TEXT EXCERPT:
[Start]

I've been burned before by this, and having to drop everything the team is doing to re-build something outside our control is not good for anybody -- it looks bad on me if I chose the thing, it makes all the developers irritated they have to shift focus, it causes chaos to PMs and their schedules, and it infuriates sales and everyone up the chain from there.
Should be obvious, but: the more value the service provides, the more we're willing to pay, but also by its nature the more ingrained it is and thus more important there's an exit path.
In some cases, an alternate option is to put the code into escrow.
At one of the bootstrapped startups I was a principal at, a very large enterprise customer stipulated that we had to work with a much larger entity (with which they already had an MSA) and technically, the software was licensed and delivered through the entity (who ended up getting the support contract in exchange). The code was put into escrow with this larger entity in case our startup failed.
(For all intents and purposes, this entity was absolute trash and ultimately ended up actively sabotaging us in some later deals because they wanted a bigger piece of the pie).
OS core is one way; maybe more prevalent in very large orgs that require MSAs is licensing through another entity that already has an MSA and putting the code into escrow with the third party.
I worked at a startup where our software was in escrow, and we had a couple clients signed onto it. I've never been on the other end, though.
I can see a few problems with this. In the case of an MSA taking over, it doesn't necessarily satisfy the exit plan requirement, because as you say in another reply they could charge an arm and a leg. 10x'ing the price overnight isn't really much different from it shutting down.
The other issue: I am a developer and architect, I want to primarily design systems and write code and make stuff. Know what I definitely don't want to do? Sit in meetings and talk about escrow agreements with C-level people, lawyers and sales reps. If there are two startup products we could use, one is exact-fit amazing but needs an escrow arrangement, and the other is OS core but will need dev effort -- I'd 100% rather spend my time doing the dev work.
You can often search for press releases with big name services vendor or big name software vendor + your target customer and see if there are press releases. Many large companies work with specific partners for IT services and these providers are the ones with the MSAs that you can attach to.
Examples: Cognizant, Tata, Accenture, etc.

[End]

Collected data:
[Start]

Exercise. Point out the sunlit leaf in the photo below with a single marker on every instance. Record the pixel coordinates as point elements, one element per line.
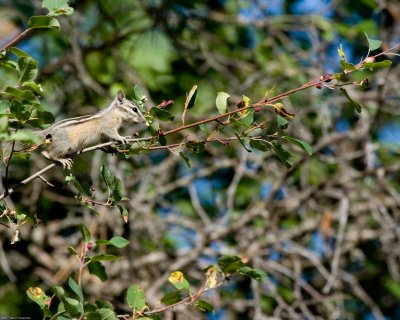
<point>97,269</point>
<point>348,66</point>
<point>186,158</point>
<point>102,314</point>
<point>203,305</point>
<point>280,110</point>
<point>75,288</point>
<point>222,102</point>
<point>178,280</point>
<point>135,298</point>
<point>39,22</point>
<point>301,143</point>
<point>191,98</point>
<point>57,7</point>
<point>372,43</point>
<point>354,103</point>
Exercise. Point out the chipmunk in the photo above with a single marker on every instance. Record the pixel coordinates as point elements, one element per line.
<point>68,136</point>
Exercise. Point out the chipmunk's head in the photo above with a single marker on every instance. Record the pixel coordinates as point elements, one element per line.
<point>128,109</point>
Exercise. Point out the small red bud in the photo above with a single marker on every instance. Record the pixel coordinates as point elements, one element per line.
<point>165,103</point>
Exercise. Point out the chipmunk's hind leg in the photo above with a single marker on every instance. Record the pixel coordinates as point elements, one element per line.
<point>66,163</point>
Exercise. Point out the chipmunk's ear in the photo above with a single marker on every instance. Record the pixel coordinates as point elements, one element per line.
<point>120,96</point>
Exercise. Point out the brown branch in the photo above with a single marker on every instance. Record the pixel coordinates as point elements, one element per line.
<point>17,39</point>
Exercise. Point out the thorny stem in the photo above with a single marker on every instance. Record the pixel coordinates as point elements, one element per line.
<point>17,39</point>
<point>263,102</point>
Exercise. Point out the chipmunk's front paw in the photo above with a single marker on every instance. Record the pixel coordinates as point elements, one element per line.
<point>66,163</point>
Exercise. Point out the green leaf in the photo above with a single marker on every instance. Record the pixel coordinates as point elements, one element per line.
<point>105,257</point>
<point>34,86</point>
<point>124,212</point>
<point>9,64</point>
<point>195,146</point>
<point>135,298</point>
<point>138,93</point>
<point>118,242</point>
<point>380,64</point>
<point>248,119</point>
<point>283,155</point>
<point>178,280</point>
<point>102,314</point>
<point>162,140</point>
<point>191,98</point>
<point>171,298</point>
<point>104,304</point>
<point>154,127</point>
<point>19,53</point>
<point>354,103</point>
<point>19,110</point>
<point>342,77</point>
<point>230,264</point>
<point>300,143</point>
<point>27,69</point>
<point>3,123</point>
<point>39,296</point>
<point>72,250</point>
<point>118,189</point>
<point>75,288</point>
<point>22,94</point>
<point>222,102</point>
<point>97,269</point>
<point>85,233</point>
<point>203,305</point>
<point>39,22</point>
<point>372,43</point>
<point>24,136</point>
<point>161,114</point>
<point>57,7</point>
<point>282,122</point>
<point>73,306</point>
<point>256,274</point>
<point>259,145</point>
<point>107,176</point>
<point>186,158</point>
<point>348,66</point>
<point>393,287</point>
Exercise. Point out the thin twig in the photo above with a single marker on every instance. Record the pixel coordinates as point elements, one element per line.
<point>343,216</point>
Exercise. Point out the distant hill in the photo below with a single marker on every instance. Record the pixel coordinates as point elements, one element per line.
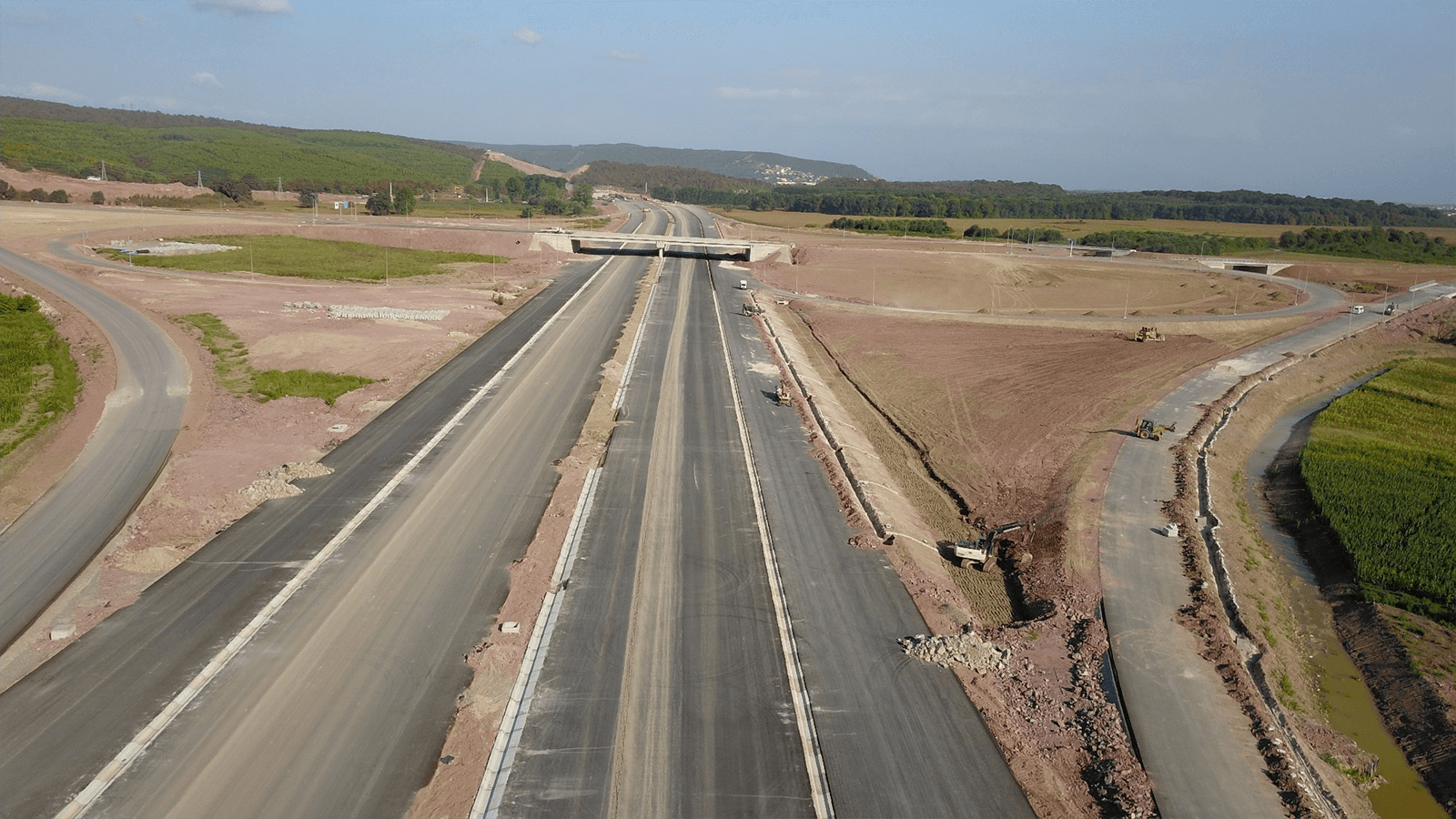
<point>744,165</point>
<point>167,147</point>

[End]
[Start]

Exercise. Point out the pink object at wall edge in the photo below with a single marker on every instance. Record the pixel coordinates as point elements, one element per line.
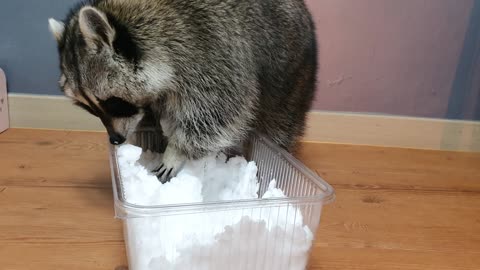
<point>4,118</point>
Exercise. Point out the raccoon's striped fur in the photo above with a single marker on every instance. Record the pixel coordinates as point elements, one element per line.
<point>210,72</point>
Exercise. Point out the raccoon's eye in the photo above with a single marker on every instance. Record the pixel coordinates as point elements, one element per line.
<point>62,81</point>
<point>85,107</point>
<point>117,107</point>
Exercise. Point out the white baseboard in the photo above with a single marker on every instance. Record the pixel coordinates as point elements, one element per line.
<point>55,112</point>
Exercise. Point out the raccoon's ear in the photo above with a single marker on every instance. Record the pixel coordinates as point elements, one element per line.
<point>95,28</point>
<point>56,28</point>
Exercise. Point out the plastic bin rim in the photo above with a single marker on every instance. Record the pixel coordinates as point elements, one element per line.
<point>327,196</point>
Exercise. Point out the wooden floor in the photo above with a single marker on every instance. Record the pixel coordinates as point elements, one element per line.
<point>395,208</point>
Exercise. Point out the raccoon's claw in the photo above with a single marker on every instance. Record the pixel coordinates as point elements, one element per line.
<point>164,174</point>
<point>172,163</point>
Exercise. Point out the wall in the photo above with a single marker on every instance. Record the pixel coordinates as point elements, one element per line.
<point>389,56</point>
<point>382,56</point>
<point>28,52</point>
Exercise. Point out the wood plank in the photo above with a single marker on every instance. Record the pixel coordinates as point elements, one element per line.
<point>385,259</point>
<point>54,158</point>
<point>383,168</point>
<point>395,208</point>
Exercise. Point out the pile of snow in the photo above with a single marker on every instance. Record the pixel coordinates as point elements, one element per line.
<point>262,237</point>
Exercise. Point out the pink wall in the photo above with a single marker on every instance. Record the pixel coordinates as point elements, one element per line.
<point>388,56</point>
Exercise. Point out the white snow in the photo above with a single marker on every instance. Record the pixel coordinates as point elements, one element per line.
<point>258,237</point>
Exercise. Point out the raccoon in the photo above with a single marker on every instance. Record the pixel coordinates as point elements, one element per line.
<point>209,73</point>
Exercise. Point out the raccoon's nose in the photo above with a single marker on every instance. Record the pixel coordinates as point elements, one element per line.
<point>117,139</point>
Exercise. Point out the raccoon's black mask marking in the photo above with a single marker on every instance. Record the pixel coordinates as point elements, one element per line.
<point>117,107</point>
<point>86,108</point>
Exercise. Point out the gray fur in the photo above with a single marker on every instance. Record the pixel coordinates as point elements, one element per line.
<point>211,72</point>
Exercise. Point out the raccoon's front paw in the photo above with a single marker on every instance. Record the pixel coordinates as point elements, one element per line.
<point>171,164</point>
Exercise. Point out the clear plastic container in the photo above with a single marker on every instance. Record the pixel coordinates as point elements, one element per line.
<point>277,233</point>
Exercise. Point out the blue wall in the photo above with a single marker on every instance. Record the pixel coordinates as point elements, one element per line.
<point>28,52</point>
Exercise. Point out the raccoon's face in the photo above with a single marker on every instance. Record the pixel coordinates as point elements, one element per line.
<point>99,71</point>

[End]
[Start]

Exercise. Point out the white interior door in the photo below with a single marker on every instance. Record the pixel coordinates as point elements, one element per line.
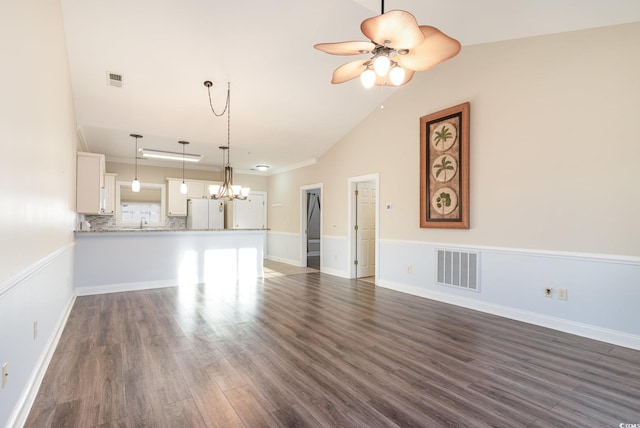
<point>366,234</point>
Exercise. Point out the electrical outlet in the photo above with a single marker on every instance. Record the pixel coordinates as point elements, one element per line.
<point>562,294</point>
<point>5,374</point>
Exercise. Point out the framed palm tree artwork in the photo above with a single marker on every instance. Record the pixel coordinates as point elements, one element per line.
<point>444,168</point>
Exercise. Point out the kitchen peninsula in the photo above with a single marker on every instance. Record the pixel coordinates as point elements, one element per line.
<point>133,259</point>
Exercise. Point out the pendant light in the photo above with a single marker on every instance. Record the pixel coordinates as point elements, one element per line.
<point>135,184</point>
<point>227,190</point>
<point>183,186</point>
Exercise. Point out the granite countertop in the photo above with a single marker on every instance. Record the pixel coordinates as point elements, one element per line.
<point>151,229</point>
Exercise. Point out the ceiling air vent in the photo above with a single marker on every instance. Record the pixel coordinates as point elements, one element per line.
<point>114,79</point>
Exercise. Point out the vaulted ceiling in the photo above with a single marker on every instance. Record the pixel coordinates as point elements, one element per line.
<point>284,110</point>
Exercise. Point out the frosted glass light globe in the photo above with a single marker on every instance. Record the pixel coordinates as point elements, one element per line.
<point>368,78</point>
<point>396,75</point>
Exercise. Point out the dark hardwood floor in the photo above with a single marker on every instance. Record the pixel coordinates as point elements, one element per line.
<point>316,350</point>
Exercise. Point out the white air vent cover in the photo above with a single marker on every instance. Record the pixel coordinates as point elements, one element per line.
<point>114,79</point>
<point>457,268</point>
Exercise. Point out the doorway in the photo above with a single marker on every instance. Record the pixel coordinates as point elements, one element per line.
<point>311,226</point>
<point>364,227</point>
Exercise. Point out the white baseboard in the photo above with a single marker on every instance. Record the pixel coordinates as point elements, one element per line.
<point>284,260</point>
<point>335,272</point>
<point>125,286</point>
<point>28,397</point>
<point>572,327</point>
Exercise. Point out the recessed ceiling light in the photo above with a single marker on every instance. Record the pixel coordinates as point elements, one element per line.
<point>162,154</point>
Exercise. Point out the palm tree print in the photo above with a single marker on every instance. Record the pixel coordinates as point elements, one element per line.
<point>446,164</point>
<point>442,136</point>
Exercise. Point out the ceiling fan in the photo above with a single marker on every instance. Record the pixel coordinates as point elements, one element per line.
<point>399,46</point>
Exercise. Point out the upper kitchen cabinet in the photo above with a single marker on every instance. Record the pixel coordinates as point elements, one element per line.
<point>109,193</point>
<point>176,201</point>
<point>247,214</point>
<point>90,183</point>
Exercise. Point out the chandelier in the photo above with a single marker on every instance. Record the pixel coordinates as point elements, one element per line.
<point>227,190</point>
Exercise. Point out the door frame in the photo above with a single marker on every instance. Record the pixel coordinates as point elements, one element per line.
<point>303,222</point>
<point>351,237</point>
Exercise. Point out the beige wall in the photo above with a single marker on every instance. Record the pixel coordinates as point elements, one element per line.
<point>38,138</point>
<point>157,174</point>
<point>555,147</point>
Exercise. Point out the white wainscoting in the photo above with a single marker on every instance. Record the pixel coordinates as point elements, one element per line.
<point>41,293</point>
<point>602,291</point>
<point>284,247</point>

[End]

WRITTEN TASKS:
(1) In the discussion of software escrow above, retype everything from "The other issue: I" down to "can attach to.".
(2) Write what comes next in the discussion of software escrow and vendor exit paths, picking up after its final sentence.

EXERCISE RESULTS:
(1)
The other issue: I am a developer and architect, I want to primarily design systems and write code and make stuff. Know what I definitely don't want to do? Sit in meetings and talk about escrow agreements with C-level people, lawyers and sales reps. If there are two startup products we could use, one is exact-fit amazing but needs an escrow arrangement, and the other is OS core but will need dev effort -- I'd 100% rather spend my time doing the dev work.
You can often search for press releases with big name services vendor or big name software vendor + your target customer and see if there are press releases. Many large companies work with specific partners for IT services and these providers are the ones with the MSAs that you can attach to.

(2)
It won't be easy unless you know someone on those teams already. Sometimes if you find a customer that loves your product but cannot procure through a startup, you can ask them if they can refer you to one of their partners and see if you can work something out with them (most of the time, those partners will want an arm and a leg).
> EDIT: A key lesson learned for technical founders seeking co-founders where your target market is enterprise/B2B SaaS: the best non-technical candidates don't want to take the risk in a startup (because they are already making bank with enterprise sales) and most candidates that want to do a startup probably aren't the best candidates (because otherwise, they'd be making bank doing enterprise sales for an incumbent).
Disagree. Those are two very different roles - the most successful enterprise AE's are specialists and most of the time aren't going to have the generalist skillset or mindset that is needed to build a business from scratch.
That's more or less what I wrote in my last sentence, right? (that you left off...)
> It's really needle in the haystack that you find the right non-technical partner that can sell into an industry and is motivated by entrepreneurship.
The right candidate with the right mindset is very hard to find.
> The right candidate with the right mindset is very hard to find.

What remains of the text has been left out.